Mindfulness is a mind-body technique whereby a person becomes purposefully cognizant of the present moment (otherwise referred to as present moment awareness) and learns to address their thoughts, feelings and sensations in a non-judgmental manner. Mindfulness consists of 2 simultaneous processes: The first is insight – paying attention to what is arising at any given moment and the second is surrender – letting go of attachment to the arising thoughts. 


Mindfulness can reduce anxiety and depression but also temper adverse effects of cancer treatment, relieve pain, stimulate immune responses and help people deal with a wide range of cancer-related stress including relationships, decision-making, planning for the future, dealing with loss and, if necessary, coming to terms with end of life issues. A recent article in the Journal of the American Medical Association confirmed the effectiveness of mindfulness practices on the management of anxiety and depression. 

Part of most mindfulness practices is regulated, slow intentional breathing. How we breathe can have profound effects on our physiologic and psychological wellbeing. Breathing slowly and intentionally through the nose can induce a state of calm and relaxation and is a part of almost all mindfulness practices. 

The most studied mindfulness practice is called Mindfulness Based Stress Reduction (MBSR for short). This is an 8 week course offering intensive training to assist people in managing stress, anxiety, pain and depression. To have an idea of how this works Victor Frankl says this: “Between stimulus and response theres’s a space, in that space lies our power to choose our response, in our response lies our growth and freedom.” In other words there is a moment of choice before we react to the stress and pain in life. Most of us are unaware of this space between stimulus and response because we get caught up in the habitual habits of life. MBSR helps us become more aware of these habitual reactions and helps us relate to ourselves in a new way to interrupt this cycle and create more choice in life. MBSR teaches us to notice what is happening in the present moment and that allows us to choose our response. Choice then gives us the freedom to live a life as we so choose. 

Besides MBSR there are many other ways to cultivate mindfulness practices. There are many phone apps which can be used including: Calm, Headspace, Insight timer and Waking Up. The key to developing a mindfulness practice is just that: PRACTICE. In order to maximize the benefits of these techniques daily practice is the key. Just as with anything in life the benefit improves with practice.

Available data →
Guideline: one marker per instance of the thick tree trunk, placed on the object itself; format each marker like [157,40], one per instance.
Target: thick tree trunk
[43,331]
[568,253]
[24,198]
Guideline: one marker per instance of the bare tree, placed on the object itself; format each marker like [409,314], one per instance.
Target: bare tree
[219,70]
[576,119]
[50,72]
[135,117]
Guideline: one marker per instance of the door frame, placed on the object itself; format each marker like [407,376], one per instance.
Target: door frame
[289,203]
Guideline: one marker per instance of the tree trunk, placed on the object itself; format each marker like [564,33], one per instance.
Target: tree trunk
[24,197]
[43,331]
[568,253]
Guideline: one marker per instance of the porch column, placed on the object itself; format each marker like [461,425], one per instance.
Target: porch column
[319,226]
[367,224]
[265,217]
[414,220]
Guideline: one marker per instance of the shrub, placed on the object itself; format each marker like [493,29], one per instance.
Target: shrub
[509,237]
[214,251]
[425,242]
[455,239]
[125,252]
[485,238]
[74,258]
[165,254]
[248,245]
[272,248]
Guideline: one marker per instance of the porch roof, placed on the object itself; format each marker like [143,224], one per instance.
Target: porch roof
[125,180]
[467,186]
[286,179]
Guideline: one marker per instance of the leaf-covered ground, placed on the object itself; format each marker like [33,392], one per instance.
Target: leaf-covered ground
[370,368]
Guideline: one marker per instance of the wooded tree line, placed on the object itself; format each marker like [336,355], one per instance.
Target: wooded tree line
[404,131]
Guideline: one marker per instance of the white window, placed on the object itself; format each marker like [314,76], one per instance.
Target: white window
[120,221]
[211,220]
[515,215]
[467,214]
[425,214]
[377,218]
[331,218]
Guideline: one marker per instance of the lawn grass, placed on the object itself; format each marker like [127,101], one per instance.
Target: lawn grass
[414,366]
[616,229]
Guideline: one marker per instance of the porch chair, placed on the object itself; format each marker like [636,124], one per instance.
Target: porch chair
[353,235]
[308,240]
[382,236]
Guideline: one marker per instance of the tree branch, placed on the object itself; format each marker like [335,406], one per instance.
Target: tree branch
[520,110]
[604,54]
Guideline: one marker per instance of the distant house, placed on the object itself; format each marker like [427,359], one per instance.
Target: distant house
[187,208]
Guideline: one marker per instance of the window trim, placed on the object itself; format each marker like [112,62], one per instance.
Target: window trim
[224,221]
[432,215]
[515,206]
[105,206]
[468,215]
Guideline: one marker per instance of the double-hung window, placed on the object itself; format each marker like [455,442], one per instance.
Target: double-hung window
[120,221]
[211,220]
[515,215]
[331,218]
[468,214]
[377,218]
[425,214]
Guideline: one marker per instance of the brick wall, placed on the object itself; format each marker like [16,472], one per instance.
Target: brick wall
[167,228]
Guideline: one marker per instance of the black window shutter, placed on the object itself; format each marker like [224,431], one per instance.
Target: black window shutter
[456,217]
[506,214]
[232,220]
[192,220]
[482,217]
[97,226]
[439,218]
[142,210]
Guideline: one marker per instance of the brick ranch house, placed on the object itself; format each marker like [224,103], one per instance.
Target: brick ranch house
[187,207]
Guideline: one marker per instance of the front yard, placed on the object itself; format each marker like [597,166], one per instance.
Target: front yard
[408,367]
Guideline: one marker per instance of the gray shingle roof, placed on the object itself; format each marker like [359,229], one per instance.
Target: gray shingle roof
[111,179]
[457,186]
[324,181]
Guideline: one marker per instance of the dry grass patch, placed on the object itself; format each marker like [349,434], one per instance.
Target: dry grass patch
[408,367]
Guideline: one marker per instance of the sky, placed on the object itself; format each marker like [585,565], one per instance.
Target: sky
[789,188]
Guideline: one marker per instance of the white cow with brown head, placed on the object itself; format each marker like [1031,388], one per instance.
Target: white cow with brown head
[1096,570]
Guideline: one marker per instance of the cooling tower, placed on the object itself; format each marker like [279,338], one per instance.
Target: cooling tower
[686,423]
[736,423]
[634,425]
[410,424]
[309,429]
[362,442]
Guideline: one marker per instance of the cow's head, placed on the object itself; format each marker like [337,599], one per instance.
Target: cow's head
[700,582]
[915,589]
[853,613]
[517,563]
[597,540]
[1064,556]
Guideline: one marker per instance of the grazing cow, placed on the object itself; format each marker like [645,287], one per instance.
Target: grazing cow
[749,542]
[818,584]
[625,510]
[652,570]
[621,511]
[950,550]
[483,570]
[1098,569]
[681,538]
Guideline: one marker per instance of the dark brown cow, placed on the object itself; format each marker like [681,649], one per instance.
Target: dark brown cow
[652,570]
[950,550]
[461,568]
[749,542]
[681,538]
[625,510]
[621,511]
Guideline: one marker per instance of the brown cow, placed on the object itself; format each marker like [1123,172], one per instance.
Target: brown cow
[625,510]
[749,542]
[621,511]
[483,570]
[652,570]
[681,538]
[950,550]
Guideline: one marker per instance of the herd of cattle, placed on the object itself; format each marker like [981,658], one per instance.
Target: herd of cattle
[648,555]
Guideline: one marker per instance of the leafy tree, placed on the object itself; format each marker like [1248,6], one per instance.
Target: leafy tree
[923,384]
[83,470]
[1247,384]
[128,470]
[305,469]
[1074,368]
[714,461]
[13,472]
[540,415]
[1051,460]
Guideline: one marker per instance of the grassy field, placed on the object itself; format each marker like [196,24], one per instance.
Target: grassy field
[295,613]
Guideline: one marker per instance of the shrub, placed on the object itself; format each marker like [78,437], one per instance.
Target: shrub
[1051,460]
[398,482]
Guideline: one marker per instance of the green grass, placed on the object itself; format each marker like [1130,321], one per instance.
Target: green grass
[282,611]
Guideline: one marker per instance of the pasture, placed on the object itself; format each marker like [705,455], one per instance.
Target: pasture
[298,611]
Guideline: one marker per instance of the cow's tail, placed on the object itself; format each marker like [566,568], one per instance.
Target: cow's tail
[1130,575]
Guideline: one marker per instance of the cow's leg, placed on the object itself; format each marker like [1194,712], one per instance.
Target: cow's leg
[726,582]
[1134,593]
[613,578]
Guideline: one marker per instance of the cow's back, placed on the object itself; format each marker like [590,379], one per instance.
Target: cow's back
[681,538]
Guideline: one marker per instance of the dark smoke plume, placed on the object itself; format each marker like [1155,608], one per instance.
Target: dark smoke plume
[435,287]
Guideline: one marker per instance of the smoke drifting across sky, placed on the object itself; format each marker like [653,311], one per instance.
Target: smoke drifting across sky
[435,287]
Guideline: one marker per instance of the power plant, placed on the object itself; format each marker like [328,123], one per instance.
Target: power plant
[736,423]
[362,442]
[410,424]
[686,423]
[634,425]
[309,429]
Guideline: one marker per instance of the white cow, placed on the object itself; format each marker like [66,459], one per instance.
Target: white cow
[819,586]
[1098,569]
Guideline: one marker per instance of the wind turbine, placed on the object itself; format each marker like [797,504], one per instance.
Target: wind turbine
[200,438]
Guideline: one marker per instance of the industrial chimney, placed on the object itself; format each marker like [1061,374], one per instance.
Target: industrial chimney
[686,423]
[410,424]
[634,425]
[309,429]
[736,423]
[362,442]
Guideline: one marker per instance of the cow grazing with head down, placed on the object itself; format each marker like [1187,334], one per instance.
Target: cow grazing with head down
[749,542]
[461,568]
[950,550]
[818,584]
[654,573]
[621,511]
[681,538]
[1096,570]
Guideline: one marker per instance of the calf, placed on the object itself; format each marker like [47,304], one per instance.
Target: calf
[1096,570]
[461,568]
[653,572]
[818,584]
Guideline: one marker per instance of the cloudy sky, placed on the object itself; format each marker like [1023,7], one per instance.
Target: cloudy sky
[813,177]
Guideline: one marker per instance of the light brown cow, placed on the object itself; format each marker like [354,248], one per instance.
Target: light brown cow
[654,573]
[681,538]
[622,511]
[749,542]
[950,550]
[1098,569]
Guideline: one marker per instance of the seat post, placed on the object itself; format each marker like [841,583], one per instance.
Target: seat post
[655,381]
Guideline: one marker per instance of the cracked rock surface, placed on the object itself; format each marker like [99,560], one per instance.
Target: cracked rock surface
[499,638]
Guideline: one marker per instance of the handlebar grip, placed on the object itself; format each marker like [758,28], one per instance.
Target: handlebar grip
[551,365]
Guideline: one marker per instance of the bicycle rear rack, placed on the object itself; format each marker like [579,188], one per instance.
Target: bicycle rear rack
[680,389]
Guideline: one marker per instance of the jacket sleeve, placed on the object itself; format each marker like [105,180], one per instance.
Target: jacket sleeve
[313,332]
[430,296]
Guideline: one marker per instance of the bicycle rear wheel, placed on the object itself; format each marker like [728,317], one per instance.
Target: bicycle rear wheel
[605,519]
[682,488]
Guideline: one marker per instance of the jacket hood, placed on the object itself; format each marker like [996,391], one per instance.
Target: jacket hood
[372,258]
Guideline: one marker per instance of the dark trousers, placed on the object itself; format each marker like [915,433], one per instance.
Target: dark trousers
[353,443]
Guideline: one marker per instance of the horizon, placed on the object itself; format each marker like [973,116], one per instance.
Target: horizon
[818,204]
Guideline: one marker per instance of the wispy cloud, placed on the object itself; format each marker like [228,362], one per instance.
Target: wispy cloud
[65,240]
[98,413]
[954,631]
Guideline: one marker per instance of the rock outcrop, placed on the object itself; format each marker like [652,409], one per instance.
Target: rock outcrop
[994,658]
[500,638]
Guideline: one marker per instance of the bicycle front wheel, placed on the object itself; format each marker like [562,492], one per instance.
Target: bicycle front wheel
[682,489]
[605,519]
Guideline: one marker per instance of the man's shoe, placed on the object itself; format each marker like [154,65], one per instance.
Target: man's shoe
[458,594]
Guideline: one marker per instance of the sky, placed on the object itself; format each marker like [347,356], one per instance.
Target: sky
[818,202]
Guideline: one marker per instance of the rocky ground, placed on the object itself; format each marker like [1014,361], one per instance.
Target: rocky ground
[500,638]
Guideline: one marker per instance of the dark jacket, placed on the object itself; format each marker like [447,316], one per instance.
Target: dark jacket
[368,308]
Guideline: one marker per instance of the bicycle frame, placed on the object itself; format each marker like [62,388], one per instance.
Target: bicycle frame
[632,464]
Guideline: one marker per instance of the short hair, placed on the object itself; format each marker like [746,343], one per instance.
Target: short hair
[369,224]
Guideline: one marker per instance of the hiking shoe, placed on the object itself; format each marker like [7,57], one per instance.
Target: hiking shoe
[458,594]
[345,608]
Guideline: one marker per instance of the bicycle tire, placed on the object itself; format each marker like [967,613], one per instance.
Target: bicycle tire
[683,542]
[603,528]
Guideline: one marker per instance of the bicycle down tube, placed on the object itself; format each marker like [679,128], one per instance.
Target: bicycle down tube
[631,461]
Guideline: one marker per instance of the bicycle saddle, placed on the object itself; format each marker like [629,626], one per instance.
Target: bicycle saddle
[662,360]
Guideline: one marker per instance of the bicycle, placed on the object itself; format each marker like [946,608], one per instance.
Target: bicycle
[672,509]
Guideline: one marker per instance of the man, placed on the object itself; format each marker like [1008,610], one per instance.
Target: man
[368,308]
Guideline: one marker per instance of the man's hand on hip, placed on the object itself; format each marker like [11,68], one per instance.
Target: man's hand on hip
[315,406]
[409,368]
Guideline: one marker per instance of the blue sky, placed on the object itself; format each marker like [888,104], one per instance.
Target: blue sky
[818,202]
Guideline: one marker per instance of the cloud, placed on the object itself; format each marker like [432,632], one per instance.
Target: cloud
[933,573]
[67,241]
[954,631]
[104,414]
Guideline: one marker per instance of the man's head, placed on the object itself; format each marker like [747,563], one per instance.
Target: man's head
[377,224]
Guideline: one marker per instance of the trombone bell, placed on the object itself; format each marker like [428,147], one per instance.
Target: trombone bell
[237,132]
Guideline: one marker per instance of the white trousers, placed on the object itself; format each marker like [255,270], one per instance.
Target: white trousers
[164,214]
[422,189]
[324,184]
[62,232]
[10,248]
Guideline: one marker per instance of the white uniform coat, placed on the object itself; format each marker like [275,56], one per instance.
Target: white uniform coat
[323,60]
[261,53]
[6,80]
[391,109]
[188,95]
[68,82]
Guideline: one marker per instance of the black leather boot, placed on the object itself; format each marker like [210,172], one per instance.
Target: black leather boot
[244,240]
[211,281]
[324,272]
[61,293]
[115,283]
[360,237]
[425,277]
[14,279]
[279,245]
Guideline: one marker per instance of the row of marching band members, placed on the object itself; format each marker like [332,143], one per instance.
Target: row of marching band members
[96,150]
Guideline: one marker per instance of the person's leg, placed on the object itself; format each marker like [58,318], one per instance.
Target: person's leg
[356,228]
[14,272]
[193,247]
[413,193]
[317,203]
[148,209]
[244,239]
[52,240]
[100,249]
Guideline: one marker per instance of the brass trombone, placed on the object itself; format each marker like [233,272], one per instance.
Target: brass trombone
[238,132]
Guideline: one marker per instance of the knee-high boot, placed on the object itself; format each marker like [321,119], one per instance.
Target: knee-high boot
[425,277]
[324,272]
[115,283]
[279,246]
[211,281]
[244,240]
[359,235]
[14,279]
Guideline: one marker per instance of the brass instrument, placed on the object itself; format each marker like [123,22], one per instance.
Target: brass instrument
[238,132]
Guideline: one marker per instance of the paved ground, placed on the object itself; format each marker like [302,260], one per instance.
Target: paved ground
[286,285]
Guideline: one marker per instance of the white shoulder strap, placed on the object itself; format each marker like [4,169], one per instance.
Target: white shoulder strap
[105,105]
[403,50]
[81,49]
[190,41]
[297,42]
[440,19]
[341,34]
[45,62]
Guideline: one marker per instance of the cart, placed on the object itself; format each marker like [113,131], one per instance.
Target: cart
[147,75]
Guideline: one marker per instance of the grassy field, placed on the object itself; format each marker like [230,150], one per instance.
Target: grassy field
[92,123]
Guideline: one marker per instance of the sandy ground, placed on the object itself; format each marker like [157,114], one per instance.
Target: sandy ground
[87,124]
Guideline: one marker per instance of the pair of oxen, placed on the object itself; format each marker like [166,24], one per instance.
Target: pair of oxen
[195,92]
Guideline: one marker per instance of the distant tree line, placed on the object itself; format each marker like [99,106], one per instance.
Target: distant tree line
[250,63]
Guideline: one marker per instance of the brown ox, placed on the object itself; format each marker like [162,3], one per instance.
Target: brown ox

What the exercise asks → Rewrite the part of the mindfulness text that begins at the words "Mindfulness is a" and ends after "the arising thoughts.", replacing "surrender" with "release".

Response to this exercise →
Mindfulness is a mind-body technique whereby a person becomes purposefully cognizant of the present moment (otherwise referred to as present moment awareness) and learns to address their thoughts, feelings and sensations in a non-judgmental manner. Mindfulness consists of 2 simultaneous processes: The first is insight – paying attention to what is arising at any given moment and the second is release – letting go of attachment to the arising thoughts.